### Coordinate annotation entries
- - -
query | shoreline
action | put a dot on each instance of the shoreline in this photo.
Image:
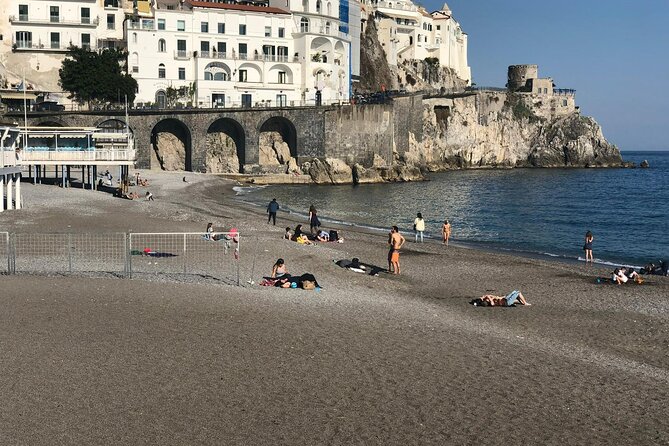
(381, 357)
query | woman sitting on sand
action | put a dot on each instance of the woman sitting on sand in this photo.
(297, 233)
(279, 269)
(504, 301)
(619, 276)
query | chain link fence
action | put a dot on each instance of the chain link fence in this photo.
(213, 255)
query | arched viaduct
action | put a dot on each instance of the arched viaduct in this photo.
(303, 129)
(354, 133)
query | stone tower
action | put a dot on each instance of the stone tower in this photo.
(518, 75)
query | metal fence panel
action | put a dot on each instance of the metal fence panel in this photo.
(215, 255)
(56, 253)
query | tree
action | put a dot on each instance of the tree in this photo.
(91, 76)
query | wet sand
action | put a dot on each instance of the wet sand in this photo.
(366, 360)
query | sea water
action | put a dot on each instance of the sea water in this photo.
(532, 211)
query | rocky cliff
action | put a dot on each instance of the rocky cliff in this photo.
(465, 132)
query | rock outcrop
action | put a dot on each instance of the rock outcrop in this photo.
(463, 133)
(170, 151)
(221, 154)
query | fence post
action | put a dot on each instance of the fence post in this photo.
(129, 235)
(69, 252)
(126, 262)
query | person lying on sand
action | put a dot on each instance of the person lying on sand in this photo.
(509, 300)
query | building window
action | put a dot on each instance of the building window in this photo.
(55, 41)
(23, 13)
(281, 100)
(54, 14)
(86, 41)
(24, 39)
(85, 15)
(181, 48)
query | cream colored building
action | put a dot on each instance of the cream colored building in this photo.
(36, 35)
(239, 55)
(409, 32)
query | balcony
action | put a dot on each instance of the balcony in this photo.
(245, 56)
(183, 55)
(55, 47)
(84, 22)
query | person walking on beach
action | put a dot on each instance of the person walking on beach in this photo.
(587, 247)
(446, 232)
(395, 241)
(272, 208)
(314, 222)
(419, 227)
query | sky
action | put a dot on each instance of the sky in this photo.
(614, 53)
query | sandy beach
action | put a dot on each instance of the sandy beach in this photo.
(367, 360)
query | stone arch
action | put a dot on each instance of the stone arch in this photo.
(171, 142)
(225, 147)
(277, 142)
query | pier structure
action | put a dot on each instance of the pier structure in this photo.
(10, 170)
(62, 149)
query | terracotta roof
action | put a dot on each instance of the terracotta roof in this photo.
(236, 7)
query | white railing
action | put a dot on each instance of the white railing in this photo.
(29, 156)
(9, 158)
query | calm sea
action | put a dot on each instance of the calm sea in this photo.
(534, 211)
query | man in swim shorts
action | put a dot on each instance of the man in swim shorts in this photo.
(395, 240)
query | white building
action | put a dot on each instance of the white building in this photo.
(36, 35)
(211, 54)
(409, 32)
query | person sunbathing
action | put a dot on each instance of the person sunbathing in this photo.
(619, 276)
(505, 301)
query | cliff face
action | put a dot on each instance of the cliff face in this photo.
(468, 132)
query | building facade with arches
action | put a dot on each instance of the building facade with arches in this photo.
(217, 55)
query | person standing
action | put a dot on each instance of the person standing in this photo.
(587, 247)
(272, 208)
(419, 227)
(396, 242)
(314, 222)
(446, 232)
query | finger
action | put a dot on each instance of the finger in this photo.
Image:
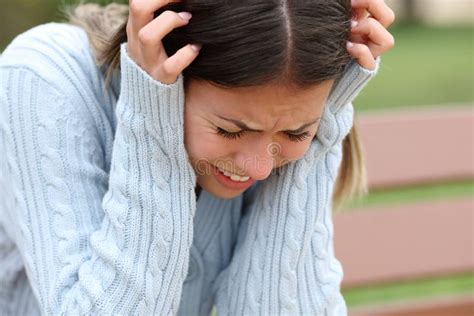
(174, 65)
(141, 12)
(377, 9)
(363, 55)
(151, 35)
(379, 40)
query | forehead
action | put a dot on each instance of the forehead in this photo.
(262, 104)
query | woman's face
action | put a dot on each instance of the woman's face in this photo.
(247, 131)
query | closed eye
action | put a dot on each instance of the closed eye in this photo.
(236, 135)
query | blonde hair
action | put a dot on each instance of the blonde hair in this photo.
(106, 29)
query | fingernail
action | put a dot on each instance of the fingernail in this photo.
(185, 15)
(196, 47)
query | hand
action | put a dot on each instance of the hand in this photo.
(370, 37)
(145, 34)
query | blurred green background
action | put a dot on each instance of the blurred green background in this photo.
(431, 65)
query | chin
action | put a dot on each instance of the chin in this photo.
(217, 190)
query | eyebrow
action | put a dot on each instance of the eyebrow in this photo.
(243, 126)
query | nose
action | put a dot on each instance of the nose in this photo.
(258, 159)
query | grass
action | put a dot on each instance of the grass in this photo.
(427, 66)
(406, 291)
(431, 192)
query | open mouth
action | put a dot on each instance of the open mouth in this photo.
(231, 180)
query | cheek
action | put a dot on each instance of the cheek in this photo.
(293, 151)
(202, 141)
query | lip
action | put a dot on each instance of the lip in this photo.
(230, 184)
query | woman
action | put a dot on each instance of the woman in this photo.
(155, 194)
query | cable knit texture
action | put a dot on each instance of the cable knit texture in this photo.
(99, 216)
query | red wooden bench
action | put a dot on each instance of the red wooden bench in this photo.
(420, 239)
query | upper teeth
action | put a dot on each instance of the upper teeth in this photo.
(234, 177)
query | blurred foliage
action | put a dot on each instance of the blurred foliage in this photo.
(427, 66)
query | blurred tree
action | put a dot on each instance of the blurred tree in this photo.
(409, 11)
(17, 16)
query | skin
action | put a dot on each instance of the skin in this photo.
(273, 110)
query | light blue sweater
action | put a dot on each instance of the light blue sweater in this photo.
(98, 213)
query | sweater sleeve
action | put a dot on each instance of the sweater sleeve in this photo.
(284, 262)
(92, 242)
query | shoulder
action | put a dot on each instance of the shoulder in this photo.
(58, 53)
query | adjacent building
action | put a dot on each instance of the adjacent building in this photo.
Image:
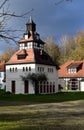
(71, 75)
(31, 58)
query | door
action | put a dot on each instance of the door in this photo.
(13, 87)
(26, 88)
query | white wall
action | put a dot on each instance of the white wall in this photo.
(52, 76)
(16, 76)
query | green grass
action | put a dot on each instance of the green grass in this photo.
(44, 98)
(61, 111)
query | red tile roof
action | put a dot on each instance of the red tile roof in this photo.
(64, 73)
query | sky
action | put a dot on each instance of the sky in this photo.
(51, 19)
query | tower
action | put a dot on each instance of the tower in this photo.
(31, 39)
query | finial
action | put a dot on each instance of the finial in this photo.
(30, 20)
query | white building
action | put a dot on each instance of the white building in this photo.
(31, 58)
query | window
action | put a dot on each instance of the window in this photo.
(26, 68)
(50, 70)
(23, 68)
(40, 69)
(13, 69)
(29, 68)
(0, 74)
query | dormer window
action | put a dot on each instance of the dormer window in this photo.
(74, 67)
(22, 55)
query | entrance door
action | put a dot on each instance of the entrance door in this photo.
(13, 87)
(26, 88)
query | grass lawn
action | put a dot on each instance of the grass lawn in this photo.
(43, 98)
(61, 111)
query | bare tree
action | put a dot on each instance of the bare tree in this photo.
(7, 33)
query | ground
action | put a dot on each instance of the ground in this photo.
(67, 115)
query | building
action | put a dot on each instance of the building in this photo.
(2, 75)
(31, 58)
(71, 75)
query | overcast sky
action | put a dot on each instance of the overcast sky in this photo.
(51, 19)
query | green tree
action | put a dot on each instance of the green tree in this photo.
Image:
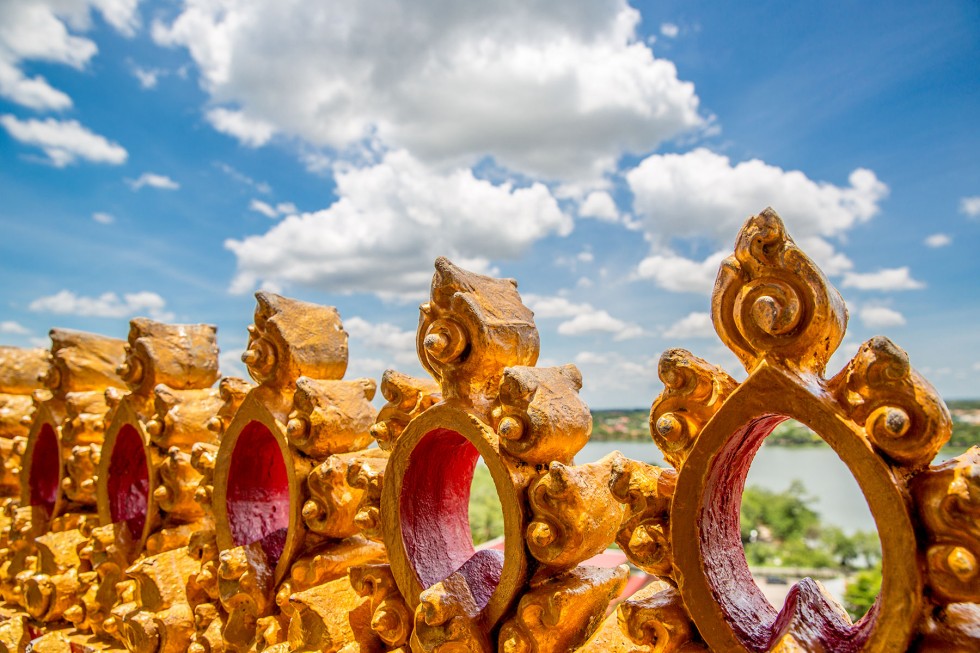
(862, 591)
(486, 516)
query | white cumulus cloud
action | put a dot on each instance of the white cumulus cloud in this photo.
(692, 325)
(41, 30)
(64, 141)
(880, 317)
(105, 305)
(147, 77)
(970, 206)
(383, 336)
(555, 91)
(599, 204)
(703, 195)
(270, 211)
(14, 328)
(390, 222)
(252, 132)
(585, 318)
(600, 321)
(884, 279)
(153, 180)
(679, 274)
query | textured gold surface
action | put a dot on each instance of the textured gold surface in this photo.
(351, 578)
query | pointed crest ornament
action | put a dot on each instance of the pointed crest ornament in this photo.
(778, 313)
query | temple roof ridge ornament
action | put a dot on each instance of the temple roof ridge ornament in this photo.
(775, 309)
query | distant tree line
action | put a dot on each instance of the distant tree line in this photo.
(778, 529)
(633, 425)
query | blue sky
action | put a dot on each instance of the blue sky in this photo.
(167, 159)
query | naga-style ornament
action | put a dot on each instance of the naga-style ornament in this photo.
(21, 373)
(41, 571)
(479, 342)
(284, 508)
(145, 485)
(778, 313)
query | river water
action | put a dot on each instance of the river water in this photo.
(835, 492)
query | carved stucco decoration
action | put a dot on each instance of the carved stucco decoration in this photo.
(777, 312)
(284, 509)
(145, 489)
(480, 344)
(21, 374)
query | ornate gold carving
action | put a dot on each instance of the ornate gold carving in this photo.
(232, 392)
(484, 318)
(694, 391)
(777, 312)
(948, 498)
(656, 619)
(182, 418)
(772, 303)
(901, 412)
(107, 554)
(541, 418)
(290, 339)
(180, 356)
(56, 586)
(333, 503)
(367, 476)
(447, 619)
(390, 617)
(407, 398)
(573, 512)
(245, 590)
(331, 416)
(560, 613)
(20, 374)
(178, 483)
(324, 617)
(83, 362)
(644, 536)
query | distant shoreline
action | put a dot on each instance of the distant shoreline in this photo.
(631, 425)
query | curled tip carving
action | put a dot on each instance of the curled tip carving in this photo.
(771, 302)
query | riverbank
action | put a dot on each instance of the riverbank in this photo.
(631, 425)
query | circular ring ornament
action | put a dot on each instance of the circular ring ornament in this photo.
(425, 508)
(713, 576)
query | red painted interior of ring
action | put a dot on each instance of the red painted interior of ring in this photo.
(257, 499)
(45, 469)
(754, 621)
(129, 481)
(434, 515)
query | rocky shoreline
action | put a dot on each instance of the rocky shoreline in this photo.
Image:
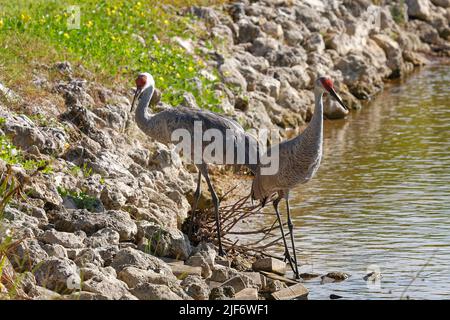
(105, 221)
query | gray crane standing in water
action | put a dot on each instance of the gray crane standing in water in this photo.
(160, 127)
(299, 159)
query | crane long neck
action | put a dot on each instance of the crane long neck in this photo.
(142, 116)
(316, 123)
(312, 137)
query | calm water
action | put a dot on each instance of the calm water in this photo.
(381, 198)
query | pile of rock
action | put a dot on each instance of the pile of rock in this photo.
(273, 50)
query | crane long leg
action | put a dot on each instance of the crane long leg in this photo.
(215, 200)
(286, 252)
(291, 229)
(197, 193)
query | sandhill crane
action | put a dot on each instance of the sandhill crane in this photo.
(160, 127)
(299, 159)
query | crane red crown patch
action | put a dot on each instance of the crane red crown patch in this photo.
(141, 81)
(327, 83)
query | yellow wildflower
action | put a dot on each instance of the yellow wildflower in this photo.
(25, 17)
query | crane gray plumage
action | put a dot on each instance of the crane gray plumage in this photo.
(299, 159)
(160, 127)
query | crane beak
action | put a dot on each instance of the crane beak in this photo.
(338, 98)
(136, 95)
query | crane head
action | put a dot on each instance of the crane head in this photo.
(326, 84)
(143, 81)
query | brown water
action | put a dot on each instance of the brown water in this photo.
(381, 198)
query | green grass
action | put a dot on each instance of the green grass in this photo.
(397, 12)
(32, 31)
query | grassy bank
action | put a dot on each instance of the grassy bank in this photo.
(112, 39)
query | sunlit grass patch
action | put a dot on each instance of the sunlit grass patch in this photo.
(114, 39)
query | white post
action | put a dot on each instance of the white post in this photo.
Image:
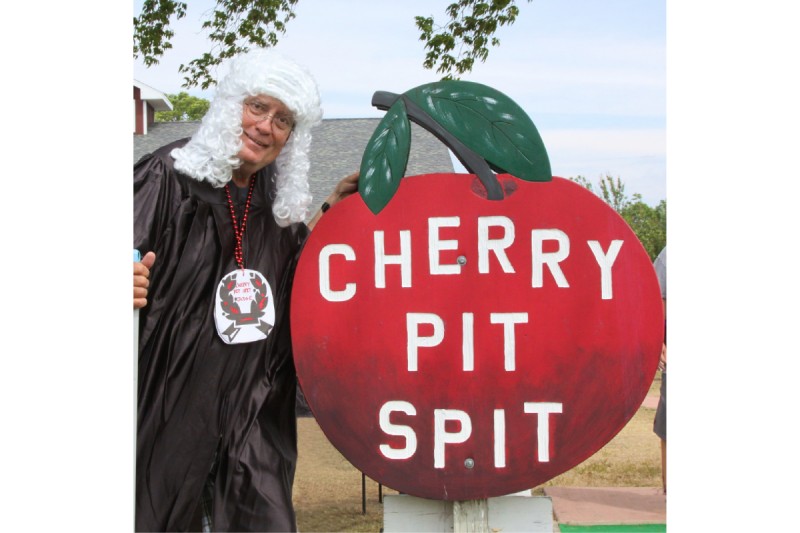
(471, 516)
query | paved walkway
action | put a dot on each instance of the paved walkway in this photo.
(609, 505)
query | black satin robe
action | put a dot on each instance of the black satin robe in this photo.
(196, 394)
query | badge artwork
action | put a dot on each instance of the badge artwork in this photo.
(244, 310)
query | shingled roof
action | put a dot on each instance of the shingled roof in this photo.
(336, 149)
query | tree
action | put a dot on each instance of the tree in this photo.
(184, 108)
(471, 27)
(648, 223)
(237, 24)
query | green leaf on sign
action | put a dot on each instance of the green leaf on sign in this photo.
(384, 162)
(489, 123)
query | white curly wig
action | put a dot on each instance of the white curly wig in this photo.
(211, 154)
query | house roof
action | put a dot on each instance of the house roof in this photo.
(157, 100)
(336, 150)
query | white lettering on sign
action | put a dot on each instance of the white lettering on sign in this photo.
(486, 247)
(498, 246)
(436, 245)
(499, 438)
(544, 410)
(441, 436)
(401, 431)
(325, 273)
(539, 258)
(605, 260)
(509, 339)
(382, 259)
(415, 341)
(467, 342)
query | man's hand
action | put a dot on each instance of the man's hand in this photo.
(347, 186)
(141, 279)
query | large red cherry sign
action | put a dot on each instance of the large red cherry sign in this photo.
(456, 348)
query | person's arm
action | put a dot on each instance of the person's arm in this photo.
(343, 189)
(662, 363)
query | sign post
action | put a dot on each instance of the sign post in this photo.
(460, 348)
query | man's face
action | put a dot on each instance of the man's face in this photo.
(266, 126)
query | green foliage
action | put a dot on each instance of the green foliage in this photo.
(648, 223)
(184, 108)
(233, 26)
(470, 30)
(151, 30)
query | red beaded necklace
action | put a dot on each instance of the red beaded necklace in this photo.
(238, 231)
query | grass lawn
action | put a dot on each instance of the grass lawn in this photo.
(327, 488)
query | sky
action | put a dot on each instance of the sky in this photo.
(591, 75)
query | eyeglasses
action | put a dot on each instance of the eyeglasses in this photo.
(281, 121)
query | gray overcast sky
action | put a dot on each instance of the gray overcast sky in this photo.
(591, 75)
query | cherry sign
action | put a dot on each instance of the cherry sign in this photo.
(456, 347)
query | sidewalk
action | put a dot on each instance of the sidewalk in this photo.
(591, 506)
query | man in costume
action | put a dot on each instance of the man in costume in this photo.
(221, 219)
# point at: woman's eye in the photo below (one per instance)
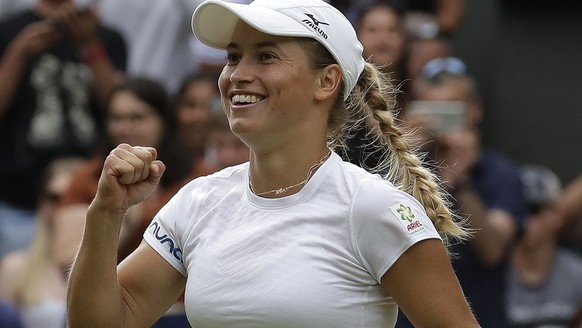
(267, 56)
(232, 58)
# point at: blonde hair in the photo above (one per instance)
(372, 105)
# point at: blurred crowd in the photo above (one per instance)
(80, 77)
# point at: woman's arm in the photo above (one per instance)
(425, 287)
(136, 293)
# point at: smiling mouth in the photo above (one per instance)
(245, 99)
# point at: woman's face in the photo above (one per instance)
(382, 36)
(132, 121)
(267, 87)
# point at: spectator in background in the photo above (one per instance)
(31, 279)
(8, 7)
(192, 104)
(543, 279)
(380, 29)
(571, 205)
(421, 50)
(158, 37)
(57, 66)
(139, 113)
(443, 17)
(9, 317)
(485, 185)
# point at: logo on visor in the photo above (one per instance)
(314, 24)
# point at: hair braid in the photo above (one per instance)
(402, 164)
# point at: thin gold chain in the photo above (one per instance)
(281, 190)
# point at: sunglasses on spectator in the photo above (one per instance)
(449, 65)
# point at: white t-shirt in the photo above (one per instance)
- - -
### YOUR TASK
Convert the portion of the entries that opens with the line containing "# point at: spectator" and runs through the last line of the entries, both ends included, into a JSON list of strings with one string per line and blank lines omitted.

### SOLVED PROBLEM
[
  "# point at: spectator in background in the photo above (one per instance)",
  "(31, 279)",
  "(8, 7)",
  "(192, 104)",
  "(543, 279)",
  "(380, 29)",
  "(571, 205)",
  "(421, 50)",
  "(158, 37)",
  "(57, 66)",
  "(139, 113)",
  "(443, 17)",
  "(9, 317)",
  "(485, 185)",
  "# point at: logo on visor in the photo above (one per instance)",
  "(314, 24)",
  "# point at: hair braid in the photo above (one per instance)",
  "(402, 164)",
  "# point at: thin gold chain in the photo above (one per instance)",
  "(281, 190)",
  "# point at: sunglasses on spectator in the photo above (one per instance)",
  "(449, 65)",
  "# point at: white t-shirt in the photo above (one per instance)"
]